# TASKS TO COMPLETE
a) According to the text on statutes of limitations, when does the clock generally start running for a statute of limitations?
b) Write the next part of the text on statutes of limitations, picking up after its final sentence.

# DOCUMENT EXTRACT

People often ask, “What is the statute of limitations for my legal issue or claim?” Unfortunately, this is a very difficult question to answer.
State law and federal law include hundreds, if not thousands, of provisions covering a multitude of statutes of limitations. This means that one claim might have multiple relevant statutes of limitations, with different periods of time. What makes this even more confusing for people is the fact that it is not always clear which statutes apply to a particular situation. It is common for attorneys to argue about which statute of limitations applies in a given case.
For example, the attorney representing someone bringing a lawsuit will often argue for a longer statute of limitations. The attorney representing the other party, defending against the lawsuit, will argue that a shorter statute of limitations applies, which then would result in barring the lawsuit or claim before the court.
A single lawsuit often has various statutes of limitations. For example, one claim might be limited to three years, another claim might be six years, and another claim might be an entirely different time period. Another complexity is when the clock starts running. In general, the clock starts running when the harm of the illegal activity is known, or should be known, by the one harmed. The difficulty of this can be best understood by an example. If an industrial company dumps toxic waste into the ground, which takes years to seep into the drinking water, which takes years to result in cancer in the town, when should the clock start running? Does the clock start when the toxic waste was dumped into the ground? Does the clock start when the toxic chemicals enter the drinking water? Does the clock start when the cancer first occurs in the body? Does the clock start when the cancer is diagnosed? Does the clock start when the last person is diagnosed or the first person? Again, the general rule is the clock starts running for a statute of limitations when the victim knew or should have known of the harm they suffered as a result of the illegal act.

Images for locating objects
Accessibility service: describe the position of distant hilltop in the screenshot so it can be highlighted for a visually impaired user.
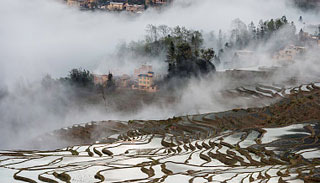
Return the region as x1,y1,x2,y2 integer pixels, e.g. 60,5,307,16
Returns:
65,0,173,13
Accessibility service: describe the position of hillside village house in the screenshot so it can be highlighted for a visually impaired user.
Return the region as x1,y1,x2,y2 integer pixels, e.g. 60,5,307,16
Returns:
93,74,108,86
273,45,306,64
133,65,152,79
132,72,157,92
132,65,157,92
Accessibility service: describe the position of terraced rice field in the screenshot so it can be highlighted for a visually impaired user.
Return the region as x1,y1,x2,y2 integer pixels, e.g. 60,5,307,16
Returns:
0,84,320,183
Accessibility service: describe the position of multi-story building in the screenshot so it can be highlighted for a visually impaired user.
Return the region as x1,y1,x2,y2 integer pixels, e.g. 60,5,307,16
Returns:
133,65,152,79
138,72,157,92
273,45,306,64
93,74,108,86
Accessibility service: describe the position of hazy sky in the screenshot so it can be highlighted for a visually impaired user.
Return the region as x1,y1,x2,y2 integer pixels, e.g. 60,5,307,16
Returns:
0,0,313,85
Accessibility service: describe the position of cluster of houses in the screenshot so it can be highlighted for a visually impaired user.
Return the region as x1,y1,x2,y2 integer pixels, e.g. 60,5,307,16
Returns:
65,0,171,13
93,65,161,93
233,27,320,65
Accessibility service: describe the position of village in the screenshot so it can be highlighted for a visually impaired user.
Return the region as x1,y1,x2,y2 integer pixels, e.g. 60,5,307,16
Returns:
230,27,320,66
93,64,162,93
65,0,171,13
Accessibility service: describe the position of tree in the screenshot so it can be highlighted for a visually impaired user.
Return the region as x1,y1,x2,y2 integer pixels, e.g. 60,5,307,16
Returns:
166,41,176,73
200,48,215,62
106,73,116,91
67,68,93,87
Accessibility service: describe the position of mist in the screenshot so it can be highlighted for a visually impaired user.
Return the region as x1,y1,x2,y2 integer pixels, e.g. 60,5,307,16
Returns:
0,0,319,148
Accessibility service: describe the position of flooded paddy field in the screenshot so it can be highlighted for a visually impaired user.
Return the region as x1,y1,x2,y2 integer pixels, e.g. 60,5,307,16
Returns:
0,83,320,183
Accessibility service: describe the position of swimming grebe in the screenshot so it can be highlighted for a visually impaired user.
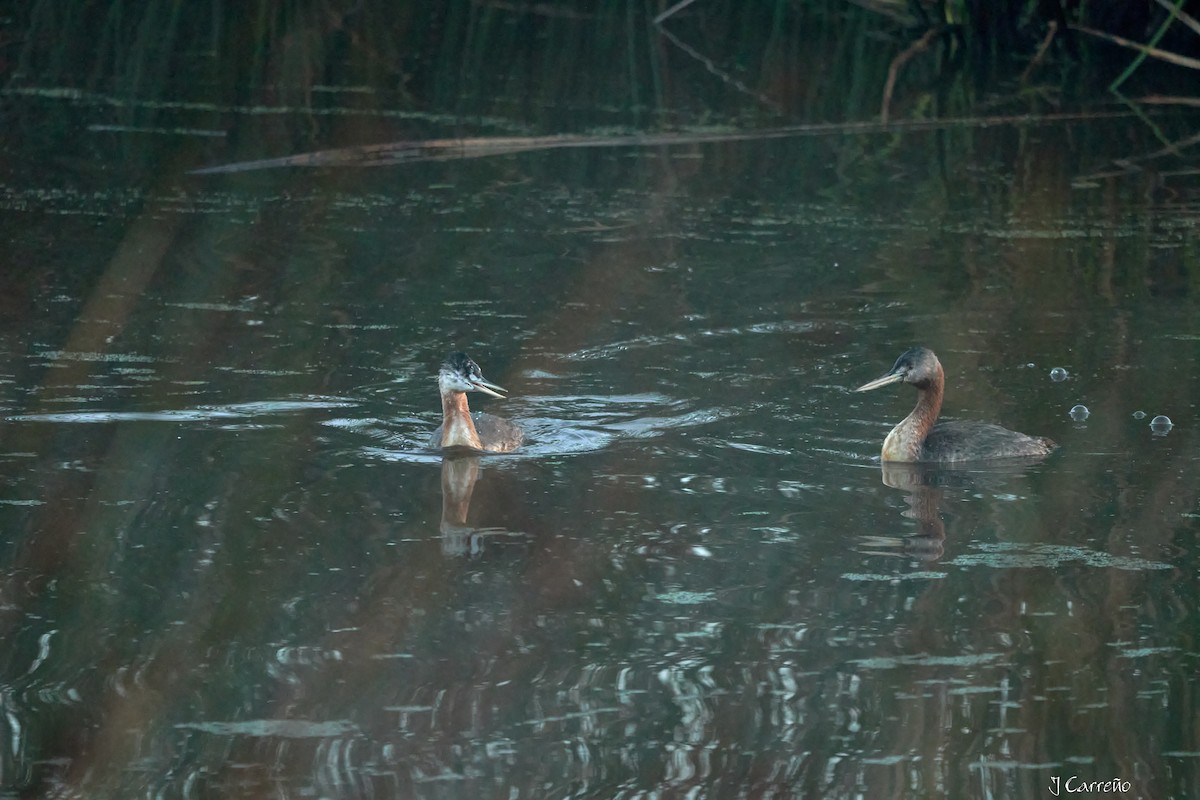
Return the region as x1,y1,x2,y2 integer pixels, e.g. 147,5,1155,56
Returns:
854,347,1057,462
430,353,524,452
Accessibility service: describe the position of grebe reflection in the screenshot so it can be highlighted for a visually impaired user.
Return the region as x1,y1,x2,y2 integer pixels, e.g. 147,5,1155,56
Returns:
854,347,1057,462
430,353,524,452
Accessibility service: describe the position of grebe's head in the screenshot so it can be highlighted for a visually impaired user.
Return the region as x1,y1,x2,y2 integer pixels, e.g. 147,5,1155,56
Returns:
438,353,508,397
854,347,944,392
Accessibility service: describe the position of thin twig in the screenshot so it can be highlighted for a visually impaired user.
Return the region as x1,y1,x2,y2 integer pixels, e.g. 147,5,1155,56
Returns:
654,0,696,26
659,23,784,113
880,25,946,125
1154,0,1200,34
1070,25,1200,70
1021,19,1058,83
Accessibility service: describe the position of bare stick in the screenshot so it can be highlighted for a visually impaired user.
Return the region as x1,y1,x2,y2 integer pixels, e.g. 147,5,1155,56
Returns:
1070,25,1200,70
1021,19,1058,83
880,25,944,125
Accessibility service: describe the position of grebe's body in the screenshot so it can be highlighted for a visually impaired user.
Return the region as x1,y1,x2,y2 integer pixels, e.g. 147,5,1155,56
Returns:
430,353,524,452
854,347,1057,462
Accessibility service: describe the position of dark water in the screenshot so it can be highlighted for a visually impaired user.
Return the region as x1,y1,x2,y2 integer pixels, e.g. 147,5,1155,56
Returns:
0,7,1200,798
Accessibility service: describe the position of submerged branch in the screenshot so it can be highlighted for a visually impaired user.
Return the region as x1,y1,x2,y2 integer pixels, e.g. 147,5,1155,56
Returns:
190,110,1133,175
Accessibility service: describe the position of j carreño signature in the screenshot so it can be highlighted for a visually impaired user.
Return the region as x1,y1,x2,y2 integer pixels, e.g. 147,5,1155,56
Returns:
1050,775,1133,798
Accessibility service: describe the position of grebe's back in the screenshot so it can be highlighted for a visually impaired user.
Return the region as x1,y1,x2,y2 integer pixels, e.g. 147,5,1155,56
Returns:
854,347,1057,462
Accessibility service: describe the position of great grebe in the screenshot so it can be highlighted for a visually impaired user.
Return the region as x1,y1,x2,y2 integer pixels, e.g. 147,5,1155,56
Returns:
430,353,524,452
854,347,1057,462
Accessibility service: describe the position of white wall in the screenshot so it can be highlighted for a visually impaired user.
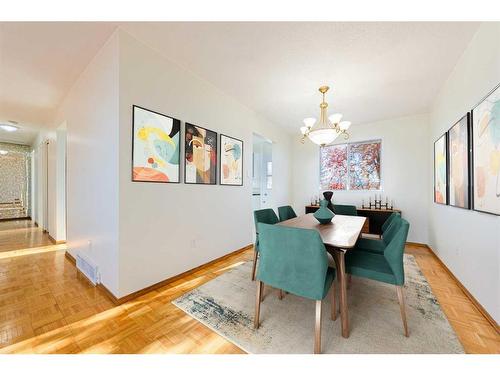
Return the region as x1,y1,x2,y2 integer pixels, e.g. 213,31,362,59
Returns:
54,123,66,241
293,115,430,243
54,34,119,295
117,32,291,296
426,23,500,322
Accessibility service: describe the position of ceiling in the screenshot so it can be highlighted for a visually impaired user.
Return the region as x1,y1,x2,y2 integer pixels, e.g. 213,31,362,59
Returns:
0,22,479,144
0,22,116,144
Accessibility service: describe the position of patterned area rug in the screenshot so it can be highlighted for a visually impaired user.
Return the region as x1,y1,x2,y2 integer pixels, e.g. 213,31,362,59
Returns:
173,255,464,353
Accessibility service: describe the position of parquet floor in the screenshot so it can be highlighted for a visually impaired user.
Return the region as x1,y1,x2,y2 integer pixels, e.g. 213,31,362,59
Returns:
0,223,500,353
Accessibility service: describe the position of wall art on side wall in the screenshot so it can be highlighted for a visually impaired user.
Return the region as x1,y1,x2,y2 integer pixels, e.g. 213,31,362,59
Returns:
219,134,243,186
448,114,470,209
184,123,217,185
348,141,382,190
472,85,500,215
319,144,347,190
132,105,181,182
434,134,448,204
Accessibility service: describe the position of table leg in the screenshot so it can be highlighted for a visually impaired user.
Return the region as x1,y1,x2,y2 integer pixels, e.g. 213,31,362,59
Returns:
334,249,349,338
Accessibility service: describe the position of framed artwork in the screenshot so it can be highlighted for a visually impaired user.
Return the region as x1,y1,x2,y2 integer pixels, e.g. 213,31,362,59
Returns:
472,85,500,215
348,141,382,190
219,134,243,186
319,144,348,190
448,113,470,209
434,134,448,204
132,105,181,183
184,123,217,185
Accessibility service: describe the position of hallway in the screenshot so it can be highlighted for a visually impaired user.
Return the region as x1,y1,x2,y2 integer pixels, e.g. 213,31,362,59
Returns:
0,220,53,253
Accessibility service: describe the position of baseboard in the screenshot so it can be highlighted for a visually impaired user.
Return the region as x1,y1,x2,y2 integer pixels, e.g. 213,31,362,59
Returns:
64,251,76,266
64,251,99,286
0,216,31,221
48,234,66,245
407,242,500,334
66,244,253,306
406,242,429,249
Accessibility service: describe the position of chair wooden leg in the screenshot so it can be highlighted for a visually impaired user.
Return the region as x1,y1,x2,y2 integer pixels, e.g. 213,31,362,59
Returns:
331,282,337,321
396,285,410,337
314,300,321,354
314,300,321,354
253,281,264,329
252,249,259,281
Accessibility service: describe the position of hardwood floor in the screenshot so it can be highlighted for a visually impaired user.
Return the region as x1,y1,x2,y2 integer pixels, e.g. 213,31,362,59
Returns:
0,226,500,353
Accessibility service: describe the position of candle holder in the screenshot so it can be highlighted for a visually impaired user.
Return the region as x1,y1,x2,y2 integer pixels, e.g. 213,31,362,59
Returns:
361,194,394,210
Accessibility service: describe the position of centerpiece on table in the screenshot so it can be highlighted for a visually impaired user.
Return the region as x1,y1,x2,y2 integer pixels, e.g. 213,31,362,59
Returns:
313,199,335,224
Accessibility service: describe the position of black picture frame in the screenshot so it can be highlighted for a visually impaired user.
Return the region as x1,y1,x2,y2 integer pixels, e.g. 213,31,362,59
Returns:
470,83,500,216
130,104,182,184
432,133,449,206
219,133,245,186
446,112,472,210
184,122,219,185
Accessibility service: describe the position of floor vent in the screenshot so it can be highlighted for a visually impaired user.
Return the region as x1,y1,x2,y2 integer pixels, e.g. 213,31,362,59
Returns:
76,254,99,285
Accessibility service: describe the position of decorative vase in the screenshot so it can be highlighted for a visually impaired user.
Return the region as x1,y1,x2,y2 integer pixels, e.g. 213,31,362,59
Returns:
323,191,333,211
314,199,335,224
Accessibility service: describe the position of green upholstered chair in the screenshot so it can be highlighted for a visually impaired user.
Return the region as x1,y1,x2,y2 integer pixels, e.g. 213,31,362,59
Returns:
278,206,297,221
356,212,401,253
382,212,401,233
345,219,410,337
254,223,336,353
252,208,279,280
333,204,358,216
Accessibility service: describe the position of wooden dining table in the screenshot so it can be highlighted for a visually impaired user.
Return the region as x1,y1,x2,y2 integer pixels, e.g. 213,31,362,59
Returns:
279,214,366,338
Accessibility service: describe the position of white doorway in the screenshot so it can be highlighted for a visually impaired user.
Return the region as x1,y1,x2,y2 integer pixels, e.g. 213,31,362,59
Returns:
252,133,274,210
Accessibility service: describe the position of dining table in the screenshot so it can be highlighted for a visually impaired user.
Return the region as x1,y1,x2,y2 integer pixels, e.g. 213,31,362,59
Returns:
278,213,366,338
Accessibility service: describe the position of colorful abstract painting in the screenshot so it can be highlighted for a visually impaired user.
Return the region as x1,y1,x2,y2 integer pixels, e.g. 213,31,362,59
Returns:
132,106,181,182
434,134,447,204
184,123,217,185
472,86,500,215
448,115,470,208
220,134,243,186
319,144,347,190
348,141,381,190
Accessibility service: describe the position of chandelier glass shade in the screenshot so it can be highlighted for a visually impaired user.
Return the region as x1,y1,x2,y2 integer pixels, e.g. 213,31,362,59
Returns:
300,86,351,146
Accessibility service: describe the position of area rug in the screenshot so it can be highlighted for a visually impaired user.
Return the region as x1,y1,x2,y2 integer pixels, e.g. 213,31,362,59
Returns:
173,255,464,354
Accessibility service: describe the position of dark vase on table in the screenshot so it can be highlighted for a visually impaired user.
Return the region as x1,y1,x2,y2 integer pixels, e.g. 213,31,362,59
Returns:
323,191,333,212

# ANSWERS BY ITEM NUMBER
a) When the victim knew or should have known of the harm they suffered as a result of the illegal act.

b)
The State of Minnesota provides a long list of statues of limitations. You can search through it here to appreciate the complexity and length of the statutes of limitations applicable to claims in Minnesota. Likewise, statutes of limitations are scattered throughout federal statutes.
As a result of this complexity, attorneys are hesitant to issue a legal opinion definitively stating a statute of limitations applicable to a particular claim or issue. Rendering such a legal opinion involves significant risk of malpractice if a court later determines the attorney was inaccurate, resulting in harm to the attorney’s client. For this reason, attorneys typically charge a significant legal fee to issue a legal opinion on the statutes of limitations relevant to a particular set of facts or circumstances.